### What is required
The records below should be copied in full, exactly as shown.

(Records drawn from a dataset)
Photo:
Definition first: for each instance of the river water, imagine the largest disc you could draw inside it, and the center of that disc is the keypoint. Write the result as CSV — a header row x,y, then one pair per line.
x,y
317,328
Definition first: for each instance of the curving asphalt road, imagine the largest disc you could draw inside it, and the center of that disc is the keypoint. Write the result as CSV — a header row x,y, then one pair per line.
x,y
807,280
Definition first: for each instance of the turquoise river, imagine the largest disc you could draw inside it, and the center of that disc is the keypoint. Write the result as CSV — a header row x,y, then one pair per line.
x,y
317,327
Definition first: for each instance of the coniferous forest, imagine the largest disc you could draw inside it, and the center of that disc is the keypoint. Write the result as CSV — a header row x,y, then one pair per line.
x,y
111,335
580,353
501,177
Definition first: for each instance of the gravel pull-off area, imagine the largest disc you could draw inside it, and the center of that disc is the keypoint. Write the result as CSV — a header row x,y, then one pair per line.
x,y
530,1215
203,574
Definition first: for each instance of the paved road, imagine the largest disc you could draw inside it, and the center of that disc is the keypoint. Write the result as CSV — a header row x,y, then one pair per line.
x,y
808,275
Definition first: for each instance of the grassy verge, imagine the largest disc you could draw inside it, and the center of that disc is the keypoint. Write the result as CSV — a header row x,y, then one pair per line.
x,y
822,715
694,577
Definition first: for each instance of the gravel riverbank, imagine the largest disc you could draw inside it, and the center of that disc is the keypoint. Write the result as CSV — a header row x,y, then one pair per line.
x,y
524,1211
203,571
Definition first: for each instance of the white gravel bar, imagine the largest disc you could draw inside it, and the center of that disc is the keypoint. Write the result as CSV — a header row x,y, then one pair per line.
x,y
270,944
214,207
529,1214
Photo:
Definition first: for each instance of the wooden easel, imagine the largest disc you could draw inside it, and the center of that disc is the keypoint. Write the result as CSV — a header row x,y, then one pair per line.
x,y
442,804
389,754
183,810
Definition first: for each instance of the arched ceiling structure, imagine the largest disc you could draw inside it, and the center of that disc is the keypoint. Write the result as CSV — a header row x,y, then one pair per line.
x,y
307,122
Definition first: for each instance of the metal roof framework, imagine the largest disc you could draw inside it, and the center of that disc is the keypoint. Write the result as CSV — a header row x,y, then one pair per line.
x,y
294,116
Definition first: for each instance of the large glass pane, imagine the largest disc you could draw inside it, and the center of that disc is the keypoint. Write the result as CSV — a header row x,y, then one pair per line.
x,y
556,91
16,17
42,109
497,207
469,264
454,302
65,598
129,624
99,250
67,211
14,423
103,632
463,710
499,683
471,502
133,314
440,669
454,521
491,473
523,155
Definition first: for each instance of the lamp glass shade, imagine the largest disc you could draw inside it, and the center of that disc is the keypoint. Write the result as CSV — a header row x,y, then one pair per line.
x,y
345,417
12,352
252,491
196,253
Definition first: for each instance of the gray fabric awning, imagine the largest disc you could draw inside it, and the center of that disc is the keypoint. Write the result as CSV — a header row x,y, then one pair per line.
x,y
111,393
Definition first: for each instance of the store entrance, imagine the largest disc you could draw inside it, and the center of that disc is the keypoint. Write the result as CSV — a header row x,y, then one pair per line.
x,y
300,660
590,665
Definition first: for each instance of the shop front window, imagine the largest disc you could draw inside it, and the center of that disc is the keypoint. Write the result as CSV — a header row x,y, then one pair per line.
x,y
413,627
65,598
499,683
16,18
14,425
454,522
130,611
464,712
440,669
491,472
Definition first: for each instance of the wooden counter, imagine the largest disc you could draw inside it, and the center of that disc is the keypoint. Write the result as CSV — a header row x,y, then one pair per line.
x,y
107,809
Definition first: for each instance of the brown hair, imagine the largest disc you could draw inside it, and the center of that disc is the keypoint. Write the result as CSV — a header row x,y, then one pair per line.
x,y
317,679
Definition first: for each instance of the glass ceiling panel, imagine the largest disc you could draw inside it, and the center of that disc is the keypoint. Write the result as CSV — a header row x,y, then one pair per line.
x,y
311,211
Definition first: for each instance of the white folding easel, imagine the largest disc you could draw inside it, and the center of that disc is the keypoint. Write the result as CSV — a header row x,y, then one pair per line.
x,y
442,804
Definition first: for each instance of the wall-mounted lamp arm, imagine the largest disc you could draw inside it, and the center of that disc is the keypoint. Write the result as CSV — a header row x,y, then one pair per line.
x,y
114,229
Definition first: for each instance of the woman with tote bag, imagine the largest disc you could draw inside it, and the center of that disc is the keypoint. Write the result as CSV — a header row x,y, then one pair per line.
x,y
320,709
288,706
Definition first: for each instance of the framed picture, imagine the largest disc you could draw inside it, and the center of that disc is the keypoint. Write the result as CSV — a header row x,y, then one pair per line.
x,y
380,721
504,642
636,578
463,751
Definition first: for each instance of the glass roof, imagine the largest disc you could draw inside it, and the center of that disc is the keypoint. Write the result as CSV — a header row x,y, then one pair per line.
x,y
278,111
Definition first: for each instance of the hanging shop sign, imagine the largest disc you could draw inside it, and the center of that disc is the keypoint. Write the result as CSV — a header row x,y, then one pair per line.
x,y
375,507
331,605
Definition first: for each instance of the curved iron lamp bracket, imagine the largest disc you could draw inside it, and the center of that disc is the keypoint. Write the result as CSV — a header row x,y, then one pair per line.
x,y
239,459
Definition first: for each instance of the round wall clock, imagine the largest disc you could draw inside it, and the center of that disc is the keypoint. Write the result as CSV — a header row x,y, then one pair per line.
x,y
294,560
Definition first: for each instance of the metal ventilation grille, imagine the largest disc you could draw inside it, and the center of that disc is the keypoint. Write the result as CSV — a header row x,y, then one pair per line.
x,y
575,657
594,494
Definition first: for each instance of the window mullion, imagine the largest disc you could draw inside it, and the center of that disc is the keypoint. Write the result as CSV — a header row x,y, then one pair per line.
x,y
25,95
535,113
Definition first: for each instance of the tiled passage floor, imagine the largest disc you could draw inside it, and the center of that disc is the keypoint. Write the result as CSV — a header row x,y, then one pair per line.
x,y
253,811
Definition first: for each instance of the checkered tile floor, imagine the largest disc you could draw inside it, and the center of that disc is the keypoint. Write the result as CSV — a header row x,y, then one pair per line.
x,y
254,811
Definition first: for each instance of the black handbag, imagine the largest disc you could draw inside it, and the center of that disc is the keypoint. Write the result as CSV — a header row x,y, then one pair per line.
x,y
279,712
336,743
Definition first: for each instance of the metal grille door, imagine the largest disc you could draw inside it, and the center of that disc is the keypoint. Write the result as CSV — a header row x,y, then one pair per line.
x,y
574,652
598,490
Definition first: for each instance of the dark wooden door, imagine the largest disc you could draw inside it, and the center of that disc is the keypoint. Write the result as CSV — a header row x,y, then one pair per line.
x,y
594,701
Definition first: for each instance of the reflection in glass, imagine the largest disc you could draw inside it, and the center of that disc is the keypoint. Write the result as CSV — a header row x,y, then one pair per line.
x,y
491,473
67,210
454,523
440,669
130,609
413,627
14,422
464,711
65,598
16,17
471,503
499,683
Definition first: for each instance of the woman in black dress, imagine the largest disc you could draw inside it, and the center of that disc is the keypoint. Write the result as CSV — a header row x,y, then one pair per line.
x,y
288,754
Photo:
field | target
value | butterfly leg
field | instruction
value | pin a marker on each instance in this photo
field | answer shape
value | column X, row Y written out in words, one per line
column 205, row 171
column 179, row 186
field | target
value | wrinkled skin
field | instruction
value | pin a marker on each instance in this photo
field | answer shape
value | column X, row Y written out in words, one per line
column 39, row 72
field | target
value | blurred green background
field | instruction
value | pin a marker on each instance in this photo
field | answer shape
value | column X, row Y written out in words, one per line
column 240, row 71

### Output of the exercise
Photo:
Definition first: for each instance of the river water, imagine the largest disc you could draw inside it, and the center of that disc is the keypoint. Write the result as CSV — a header row x,y, then one pair per line.
x,y
317,328
Definition first: for each instance of the curving asphalt road, imagine the largest disc you could draw inside it, and the center of that disc is the keypoint. Write the result as CSV — a header row x,y, then one pair per line.
x,y
807,280
Definition first: for each instance of the turquoise river, imagine the largest disc you could draw inside it, and the center of that disc is the keypoint. Write the result as CSV — a header row x,y, then one pair per line.
x,y
317,327
Definition first: for each instance of the coniferous forest, imagine the largest disc you could draw inside it, and the center of that disc is the keypoint. Write the result as CSV — a header row x,y, then one pair per line.
x,y
111,335
580,353
501,177
Definition first: for each instance of the gravel pull-off area, imagine the largest disc you could draw inside it, and the center of that disc is the keypoint. Write the result as CSV — a header row x,y, then one pair per line.
x,y
530,1215
203,574
Definition first: for each instance of the paved road, imagine the largest disc you could draw inside it, and the center of that disc is the keypoint. Write the result as CSV — a header row x,y, then one pair per line.
x,y
808,275
Definition first: for each instance of the grassy verge, imagine the largest disc you could draw inside it, and the center of that disc is the keypoint. Write the result as CSV — a header row x,y, then one pair per line.
x,y
822,715
694,577
Definition first: for each instance of the gravel riverbank, imagine the largest disc you could draw inside it, and the center of that disc is the keypoint. Write the result as CSV — a header row x,y, then one pair per line.
x,y
524,1211
203,571
Definition first: for each instance of the white gravel bar, imagine the largest disc you could draw inside it, and the center of that disc is the keypoint. Write the result as CSV — a header row x,y, then one pair per line.
x,y
270,944
214,207
529,1214
Photo:
Definition first: for each instance of the wooden easel, imagine the largest disc you could draw inside it, and the center of that disc is the keypoint. Write the result as CSV — a header row x,y, then one pair per line.
x,y
442,804
389,754
183,810
Definition first: for each instance of the arched ceiling structure, imagine the largest disc you could draw inside it, and the center of that disc is the keypoint. Write the result as CSV — a header row x,y, then one pair per line.
x,y
307,122
Definition first: for each instance of the metal roof framework, imagine the largest disc you could draw inside it, and the center of that disc is the keypoint. Write the result as CSV — a header row x,y, then one pair per line.
x,y
294,116
Definition first: for each instance of the large glass pane, imagine the largest disc you could draw inside it, and the center of that disc is the keypoint. Write the result as CSV — a header row x,y, then one pair per line.
x,y
556,91
16,17
42,109
497,207
469,264
454,302
65,598
129,624
99,250
67,211
14,423
103,632
463,710
499,683
471,502
133,314
440,669
454,521
491,473
523,155
Definition first: for each instance of the lamp glass shade, imagine the largest disc you could draw inside it, and the center of that disc is the keypoint. Write the result as CSV — a header row x,y, then one pair per line.
x,y
345,417
12,352
252,491
196,253
Definition first: for each instance of the gray fabric awning, imagine the largest disc you could draw inside it, and the center of that disc is the keypoint. Write the result as CSV — a header row x,y, then one pair per line.
x,y
111,393
Definition first: for each instance of the store entrance, imagine the largest disc you could draw inside it, and the center of that disc is the keypoint. Write the result as CSV — a header row x,y, then one pair per line.
x,y
300,660
590,665
Definition first: for each instance of the shop front window, imagine the largest disc you could draw inside it, and the center of that disc is the keypoint. Write the result as CSV — a header row x,y, then one pair per line.
x,y
413,627
65,598
499,683
16,18
14,425
454,522
130,611
464,712
440,669
491,472
Definition first: for each instance of the wooden counter, imagine the largest disc you could draw inside it, and the center of that disc is the keypoint. Write the result as CSV — a header row x,y, then one pair per line.
x,y
107,809
Definition first: for each instance of the brown hair, imagine the largest disc you could draw inside it, and the center of that disc is the keypoint. Write the result as CSV — a header row x,y, then one pair per line.
x,y
317,679
Definition first: for each instance of the glass ceiling panel, imagine the largest disc you could draw inside it, and the center of that disc is the keypoint. Write the result as CSV — a header row x,y, then one pair per line.
x,y
311,211
Definition first: for each instance of the white folding easel, imagine the largest disc you could draw inside it, and the center of that disc is the keypoint. Write the result as CSV — a header row x,y, then one pair per line.
x,y
442,804
Definition first: for each instance of the wall-mounted lamp arm, imagine the largest disc you could draw inside it, and the center of that disc is the keypoint. Write the result as CSV — a header row x,y, then one pair per line.
x,y
114,229
Definition first: for each instance of the woman with tote bag, imagine the largest disc you could draw inside it, and the center of that disc is the keypoint. Write the result as CSV — a header row x,y, then one pair per line.
x,y
320,709
288,706
Definition first: for each instance of the framed picture, imagine the largest disc you could draw inside it, and the center of that disc is the keypoint. Write the result as CSV — a header row x,y, then one pair per line.
x,y
380,721
504,642
636,578
463,751
Definition first: for each instance of the glass roof, imagine the largest disc you could draw inside it, and the center of that disc is the keypoint. Write the result as CSV — a header row x,y, then one pair per line.
x,y
278,111
Definition first: for each instance of the hanging shop sign, imagine the largest disc you could draw inside it, and the center of that disc is the keypoint. Write the result as CSV — a header row x,y, then one pair per line.
x,y
375,507
331,605
Definition first: for each instance of the curved iron lamp bracket, imagine the largest disc you could draw inside it, and the center of that disc is the keypoint. Write the result as CSV — a header row x,y, then one pair per line.
x,y
239,459
Definition first: for each instance of the round wall clock, imagine the largest disc you could draw inside it, and the center of that disc is the keypoint. Write the result as CSV — a header row x,y, then one pair per line.
x,y
294,560
Definition first: for each instance of the metal ventilation grille, imagine the largest disc you could draw inside it, and the center of that disc is the keypoint. Write the result as CSV — a header row x,y, then one pair per line.
x,y
575,657
594,494
Definition first: for each instance of the window mullion, imagine the largest disc you could draw inside it, and the center of that disc is the keypoint. Write the result as CSV — a header row x,y, then one pair per line.
x,y
25,95
535,113
Definition first: for each instance of the tiled passage floor, imagine the largest disc you could draw inside it, and the center of that disc is the keypoint. Write the result as CSV — a header row x,y, then one pair per line.
x,y
253,811
Definition first: for each instance of the checkered tile floor, imagine the largest disc you could draw inside it, and the center of that disc is the keypoint. Write the result as CSV — a header row x,y, then one pair per line.
x,y
254,811
Definition first: for each instance of the black handbag, imagine the largest disc you could draw inside it, and the center of that disc is the keypoint. Write the result as CSV — a header row x,y, then one pair per line.
x,y
279,712
336,743
Definition first: for each instance of the metal grille door, imagine the largest disc you could draw inside it, and the center of that disc is the keypoint. Write the result as CSV — a header row x,y, then one pair per line.
x,y
574,652
598,490
Definition first: for each instance of the dark wooden door, imagine the largest disc you could draw inside it, and the center of that disc is the keypoint. Write the result as CSV — a header row x,y, then one pair per line.
x,y
594,701
Definition first: for each instance of the reflection in glass, imagine the largest disc you could draw inside it, and the center of that disc is the keypoint. Write the result as CSV — a header row x,y, then one pair per line.
x,y
491,473
67,210
454,523
440,669
130,609
413,627
14,422
464,711
65,598
16,17
471,503
499,683
Definition first: for each instance of the woman in black dress, imagine the largest disc you could draw inside it, and the center of that disc is the keypoint. Write the result as CSV — a header row x,y, then one pair per line.
x,y
288,754
Photo:
field | target
value | butterfly leg
field | instruction
value | pin a marker on each instance in this photo
field | answer shape
value | column X, row Y written out in words, one per line
column 205, row 171
column 179, row 186
field | target
value | wrinkled skin
field | instruction
value | pin a marker on each instance in this photo
field | answer shape
value | column X, row Y written out in words, one per line
column 39, row 72
field | target
value | blurred green background
field | instruction
value | pin a marker on each instance in this photo
field | answer shape
value | column X, row Y written out in words, one per line
column 240, row 71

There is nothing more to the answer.